Text extract
begin

One day, he was reading a magazine article in which a woman described her own near-death experience. She remembers seeing angels, stained glass, and a white fountain. Shade was convinced that they saw the same fountain and that this was proof of the afterlife. He tracked down the woman but found her silly and dull. He contacted the writer of the article, who revealed that the word fountain was a misprint; the woman saw a “mountain, not fountain” (53).

Shade realized that his evidence for the afterlife was based on a mistake. Rather than deter his pursuit of the truth, however, this revelation became an important part of his theory about life after death. Rather than nonsense, Shade believes in a broader “web of sense” (53). He searches for patterns in his life, which he believes will give him pleasure. This pleasure will be the same as that felt by “they who played” the game (54). These players have no physical form and cannot be seen or heard. Instead, Shade suggests, they play a “game of worlds” in which they give long lives to some and early deaths to others (54). Shade once tried to tell his wife about his theory, but she was more focused on practical matters.

end

Exercise 1
Quote every phrase in the summary about Shade that appears inside quotation marks and is followed by a page number in parentheses.
Exercise 2
Carry on the summary about Shade, starting right after its last sentence.

Information supplied
begin

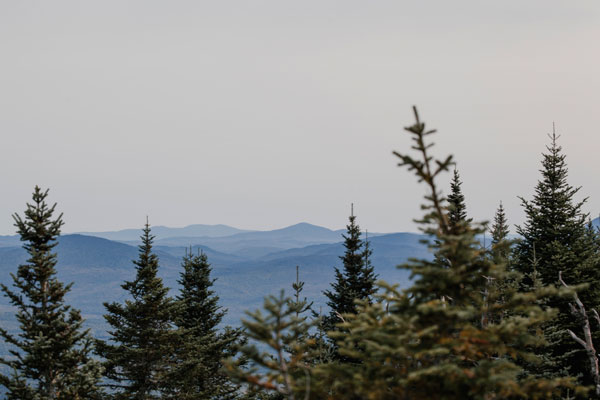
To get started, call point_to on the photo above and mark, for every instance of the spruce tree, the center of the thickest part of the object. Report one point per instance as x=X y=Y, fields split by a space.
x=197 y=370
x=140 y=348
x=51 y=355
x=457 y=209
x=355 y=282
x=425 y=342
x=499 y=232
x=555 y=235
x=428 y=342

end

Result 1
"mountain, not fountain"
"web of sense"
"they who played"
"game of worlds"

Result 2
Canto 4 Summary

Shade believes that he has sought out “beauty” as no one else has ever done. He is willing to try what no one else has. He describes the writing process, which he believes takes two forms. In the first method, poets carry out other tasks while their unconsciousness conjures up ideas. In the second method, poets sit down at a desk with pen and paper and try to summon their ideas deliberately. The first method demands that everything already exists in the poet’s mind, and this, Shade says, can be painful. However, this method can produce better poetry because it is less likely to produce placeholder lines, such as those written when the poet uses the second method. Inspiration often occurs when the poet is going about their life rather than sitting at a desk, trying to write.

For Shade, the most productive writing time is midsummer mornings. He remembers one time when he daydreamed that he was standing on his dew-soaked lawn with only one shoe. When he woke, he realized that his shoe was on the lawn. Shade provides details of his life for a future biographer, who may be “too staid” (56). For example, he shaves in the bath and he has begun to nick his thin skin as he grows older. He finds shaving difficult, especially as he sees commercials in which men shave with one hand. In these commercials, hairs stand up with the aid of shaving cream. The moment of inspiration for a poet—when the right line or perfect image manifests in the mind—has the same hair-raising effect.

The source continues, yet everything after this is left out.